**Records for processing**

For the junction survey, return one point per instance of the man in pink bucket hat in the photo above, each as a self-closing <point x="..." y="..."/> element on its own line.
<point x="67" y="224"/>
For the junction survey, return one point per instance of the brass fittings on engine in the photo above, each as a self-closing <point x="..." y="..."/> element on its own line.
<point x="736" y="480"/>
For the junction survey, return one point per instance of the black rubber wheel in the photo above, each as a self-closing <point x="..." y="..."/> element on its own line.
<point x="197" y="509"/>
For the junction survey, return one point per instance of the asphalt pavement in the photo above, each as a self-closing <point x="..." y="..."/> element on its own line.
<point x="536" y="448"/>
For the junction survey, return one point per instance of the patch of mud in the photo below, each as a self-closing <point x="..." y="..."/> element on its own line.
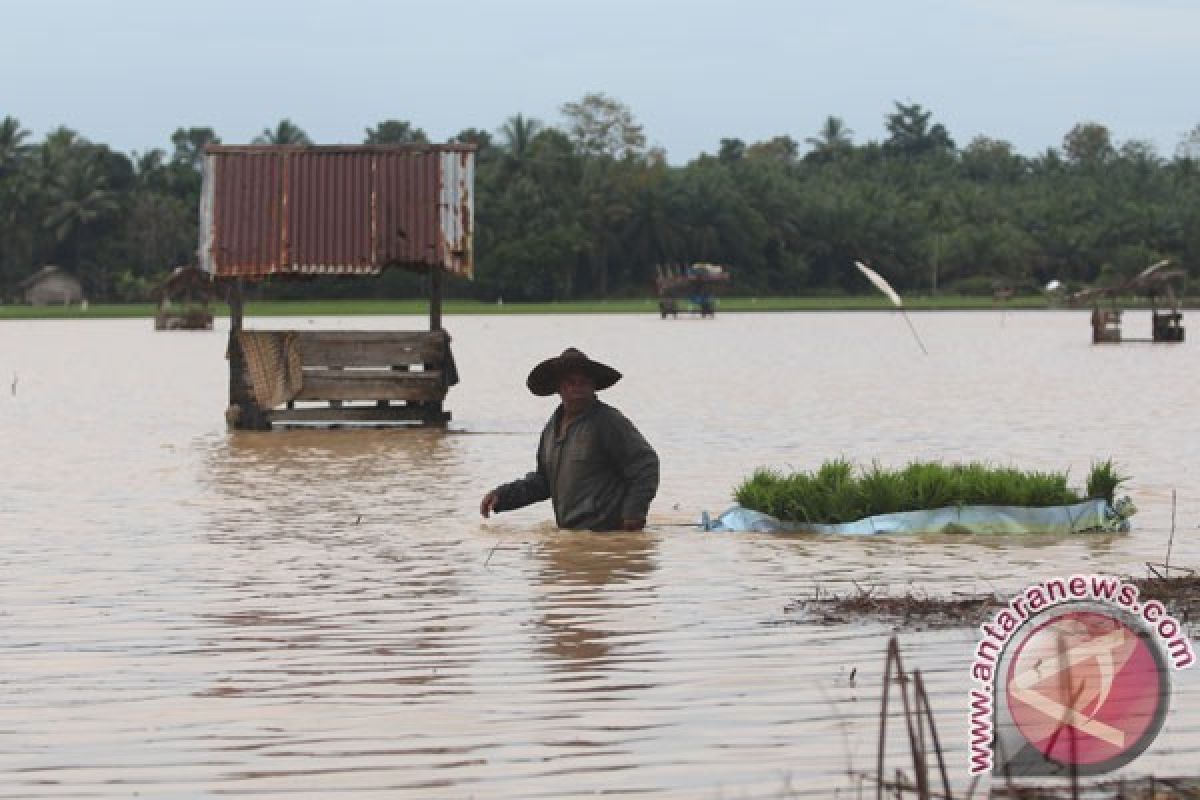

**Task requirements**
Identify each of the rows above that contains the string "bucket" and copy those rows in full. Matching is case-sensitive.

**Expected answer**
For the junction survey, return one point per instance of the man in pink bucket hat in the photo above, each as a self-closing <point x="..." y="..."/> element on its own line.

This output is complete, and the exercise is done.